▶ Task prompt
Every entry below must appear again, exactly as written.

▶ Record list

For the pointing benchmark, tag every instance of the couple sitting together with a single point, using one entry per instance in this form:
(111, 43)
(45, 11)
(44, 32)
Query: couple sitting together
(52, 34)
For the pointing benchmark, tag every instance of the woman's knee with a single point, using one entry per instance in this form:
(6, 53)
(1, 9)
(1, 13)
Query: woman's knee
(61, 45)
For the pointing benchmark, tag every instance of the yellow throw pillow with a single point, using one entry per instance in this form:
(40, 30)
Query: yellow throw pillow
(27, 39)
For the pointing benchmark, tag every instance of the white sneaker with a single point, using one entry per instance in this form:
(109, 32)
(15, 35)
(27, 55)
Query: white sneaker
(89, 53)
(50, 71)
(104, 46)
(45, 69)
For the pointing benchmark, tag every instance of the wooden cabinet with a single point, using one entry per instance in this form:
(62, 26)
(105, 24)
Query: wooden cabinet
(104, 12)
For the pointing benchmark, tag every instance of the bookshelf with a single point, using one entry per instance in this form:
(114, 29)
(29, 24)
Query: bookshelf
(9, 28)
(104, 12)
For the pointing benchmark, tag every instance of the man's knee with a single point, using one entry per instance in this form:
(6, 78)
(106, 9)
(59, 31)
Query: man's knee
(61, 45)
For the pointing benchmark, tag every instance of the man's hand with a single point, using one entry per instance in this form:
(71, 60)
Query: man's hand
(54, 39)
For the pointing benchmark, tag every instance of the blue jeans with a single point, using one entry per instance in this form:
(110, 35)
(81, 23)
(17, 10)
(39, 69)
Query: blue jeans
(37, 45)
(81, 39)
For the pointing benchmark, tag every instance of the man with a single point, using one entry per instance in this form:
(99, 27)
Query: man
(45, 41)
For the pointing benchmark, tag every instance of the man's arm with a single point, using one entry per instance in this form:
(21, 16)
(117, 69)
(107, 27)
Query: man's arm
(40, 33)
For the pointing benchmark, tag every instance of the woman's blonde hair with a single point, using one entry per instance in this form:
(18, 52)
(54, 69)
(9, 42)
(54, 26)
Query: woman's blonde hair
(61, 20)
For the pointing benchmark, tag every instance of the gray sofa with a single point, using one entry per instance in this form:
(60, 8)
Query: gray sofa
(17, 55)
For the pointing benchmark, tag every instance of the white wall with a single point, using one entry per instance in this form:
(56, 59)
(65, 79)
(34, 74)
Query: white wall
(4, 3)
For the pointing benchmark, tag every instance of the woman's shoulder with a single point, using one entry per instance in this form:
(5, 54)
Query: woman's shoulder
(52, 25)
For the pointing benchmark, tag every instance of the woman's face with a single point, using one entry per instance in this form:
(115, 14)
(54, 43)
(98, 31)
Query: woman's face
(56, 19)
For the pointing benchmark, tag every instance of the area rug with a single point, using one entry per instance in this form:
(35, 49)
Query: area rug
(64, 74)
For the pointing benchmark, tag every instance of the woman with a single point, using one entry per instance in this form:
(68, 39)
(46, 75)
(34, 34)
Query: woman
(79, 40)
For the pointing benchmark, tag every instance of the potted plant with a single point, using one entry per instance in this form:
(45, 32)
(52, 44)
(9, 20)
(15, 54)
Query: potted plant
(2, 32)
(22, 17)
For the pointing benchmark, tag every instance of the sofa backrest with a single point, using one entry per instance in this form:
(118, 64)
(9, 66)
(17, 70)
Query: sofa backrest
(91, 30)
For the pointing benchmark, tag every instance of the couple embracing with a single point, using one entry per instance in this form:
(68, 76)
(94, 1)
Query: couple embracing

▶ Solution for this task
For the pointing benchmark, tag every instance of the couple sitting together with a single point, using one entry per instance in this form:
(111, 43)
(45, 11)
(44, 32)
Query: couple sitting together
(52, 34)
For the pointing benchmark, tag every instance of the woman's knee with a single point, using one entry per instance in this form:
(6, 53)
(1, 9)
(1, 13)
Query: woman's knee
(61, 45)
For the pointing benchmark, tag every instance of the yellow throw pillow with a single point, using one entry per instance in this form:
(40, 30)
Query: yellow throw pillow
(27, 39)
For the pointing benchmark, tag every instance of the white sneaker with a single point, using one entry per instance in this form:
(109, 32)
(15, 35)
(27, 55)
Query: white sneaker
(89, 53)
(50, 71)
(104, 46)
(45, 69)
For the pointing benchmark, tag every instance of the wooden cabinet with a single point, using one entry per instance in this form:
(62, 26)
(105, 24)
Query: wooden cabinet
(104, 12)
For the pointing benchmark, tag every instance of the bookshelf with a single point, using one entry per instance in this form:
(114, 29)
(29, 24)
Query: bookshelf
(9, 28)
(104, 12)
For the pointing benchmark, tag every instance of the man's knee with a single point, using one entry per instance in this form:
(6, 78)
(106, 9)
(59, 31)
Query: man's knee
(61, 45)
For the pointing benchmark, tag every instance of the man's hand with a single point, using one entry per instance in this form:
(71, 60)
Query: man's hand
(54, 39)
For the pointing benchmark, tag every instance of the blue jeans with a single point, using one entry per instance in this form:
(110, 35)
(81, 23)
(17, 10)
(39, 69)
Query: blue jeans
(37, 45)
(81, 39)
For the pointing benchmark, tag every instance of the man with a single point, using one entry per instance in this form:
(99, 27)
Query: man
(45, 41)
For the pointing benchmark, tag every instance of the man's arm with a single point, using one entry per instance in this form:
(21, 16)
(117, 69)
(107, 27)
Query: man's arm
(40, 33)
For the pointing benchmark, tag every instance of the woman's blonde hair with a single point, using one entry per instance in this form:
(18, 52)
(54, 69)
(9, 42)
(54, 26)
Query: woman's blonde hair
(61, 20)
For the pointing benchmark, tag every instance of the gray sofa with a single point, using one entry per instance in this form:
(60, 8)
Query: gray sofa
(17, 55)
For the pointing benchmark, tag every instance of the white wall with a single point, using one entry per instance in this form:
(56, 59)
(65, 79)
(34, 74)
Query: white wall
(4, 3)
For the pointing benchmark, tag every instance of the woman's shoulder with a single point, using one entry per instance in this form:
(5, 54)
Query: woman's shoulder
(52, 25)
For the pointing benchmark, tag every instance of the woman's face with a single point, using one entry per instance in this form:
(115, 14)
(54, 43)
(98, 31)
Query: woman's face
(56, 19)
For the pointing benchmark, tag every instance of the area rug with a single point, using one entry per instance in this form:
(35, 49)
Query: area rug
(64, 74)
For the pointing benchmark, tag every instance of the woman with a single point, using one entry per instance in this form:
(68, 39)
(46, 75)
(34, 34)
Query: woman
(79, 40)
For the pointing benchmark, tag every instance of the potted plant with a single point, using one entry per instance in this form:
(45, 32)
(52, 44)
(9, 20)
(15, 54)
Query: potted plant
(2, 32)
(22, 17)
For the pointing benchmark, tag every instance of the sofa backrest with a single point, using one entry per instance in this form:
(118, 64)
(9, 66)
(17, 70)
Query: sofa backrest
(91, 30)
For the pointing benchmark, tag every instance of the couple embracing with a single point, using one entry per instance in this form:
(68, 76)
(94, 1)
Query: couple embracing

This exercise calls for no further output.